**提供された抜粋:**

和睦が成立した以上、信雄に協力しているかたちの家康にも、合戦を続ける理由がありません。やむなく兵を引き、長く続いた戦いは終わりました。その後、秀吉は家康をさまざまな手段で懐柔(かいじゅう)し、ついに臣従(しんじゅう)させることに成功します。
しかし、小牧・長久手の戦いに、本当の意味で勝利したのは家康だといわれています。家康は、長久手の戦場で数に勝る秀吉軍を相手に巧みに戦い、味方を勝利に導きました。戦死者の数も、秀吉軍約2,500人、家康軍約550人と約5倍もの開きがあります。
池田恒興と森長可を討ったことも、秀吉に大きなダメージを与える結果となりました。長久手の戦いで見せた家康の実力は天下に広く知れわたり、後に徳川家が政権を手にする足がかりとなったのです。

**提供データ:**
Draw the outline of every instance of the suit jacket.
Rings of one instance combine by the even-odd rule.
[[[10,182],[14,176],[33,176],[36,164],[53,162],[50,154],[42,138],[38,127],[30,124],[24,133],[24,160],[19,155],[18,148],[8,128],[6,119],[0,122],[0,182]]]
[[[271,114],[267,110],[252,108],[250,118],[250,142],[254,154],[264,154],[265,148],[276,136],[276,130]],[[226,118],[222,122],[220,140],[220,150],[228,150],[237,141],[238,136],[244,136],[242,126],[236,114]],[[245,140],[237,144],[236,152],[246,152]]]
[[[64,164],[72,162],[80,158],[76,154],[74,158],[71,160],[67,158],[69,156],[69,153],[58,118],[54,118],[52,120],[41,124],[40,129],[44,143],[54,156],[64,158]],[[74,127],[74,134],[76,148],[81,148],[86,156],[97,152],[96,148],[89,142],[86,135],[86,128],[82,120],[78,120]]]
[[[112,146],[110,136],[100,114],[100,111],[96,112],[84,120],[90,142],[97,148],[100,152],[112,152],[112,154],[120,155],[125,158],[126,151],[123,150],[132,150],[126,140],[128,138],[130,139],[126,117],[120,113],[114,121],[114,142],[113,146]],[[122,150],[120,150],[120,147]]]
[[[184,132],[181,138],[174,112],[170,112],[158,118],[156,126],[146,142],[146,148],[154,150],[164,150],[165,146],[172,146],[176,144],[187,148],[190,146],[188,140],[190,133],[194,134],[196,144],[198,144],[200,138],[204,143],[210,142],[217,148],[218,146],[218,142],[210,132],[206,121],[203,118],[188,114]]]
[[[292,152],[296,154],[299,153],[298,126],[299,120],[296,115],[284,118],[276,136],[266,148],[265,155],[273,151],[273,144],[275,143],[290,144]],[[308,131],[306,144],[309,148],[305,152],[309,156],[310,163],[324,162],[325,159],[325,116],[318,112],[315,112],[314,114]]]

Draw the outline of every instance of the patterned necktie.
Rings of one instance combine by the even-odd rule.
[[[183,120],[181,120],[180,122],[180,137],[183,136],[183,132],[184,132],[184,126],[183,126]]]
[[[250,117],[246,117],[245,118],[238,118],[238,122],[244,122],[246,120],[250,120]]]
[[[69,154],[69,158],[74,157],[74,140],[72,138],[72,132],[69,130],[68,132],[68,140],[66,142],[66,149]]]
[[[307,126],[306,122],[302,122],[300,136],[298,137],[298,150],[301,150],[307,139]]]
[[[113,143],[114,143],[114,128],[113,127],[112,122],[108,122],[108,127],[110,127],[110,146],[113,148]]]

**作業内容:**
[1] 小牧・長久手の戦いについての文章に出てくる人物名をすべて挙げてください。
[2] 小牧・長久手の戦いについての文章を、最後の文の後から書き継ぐこと。

**出力結果:**
[1] 信雄、家康、秀吉、池田恒興、森長可

[2]
時代に大きな影響を与えた戦いを知ろう
小牧・長久手の戦いは、織田信長亡き後、天下人(てんかびと)への野望を明らかにした羽柴秀吉と、後に江戸幕府を開いた徳川家康の直接対決でした。
秀吉は、信雄を利用して上手に戦いを終わらせ、権力をもって家康を屈服させます。一方の家康は、実戦での力を世間に見せつけ、秀吉政権下でも別格の存在感を示して天下取りへの準備を始めるのです。
小牧・長久手の戦いを通して、二人の大物が時代を動かすさまをイメージしてみると、歴史への興味・理解がより深まるでしょう。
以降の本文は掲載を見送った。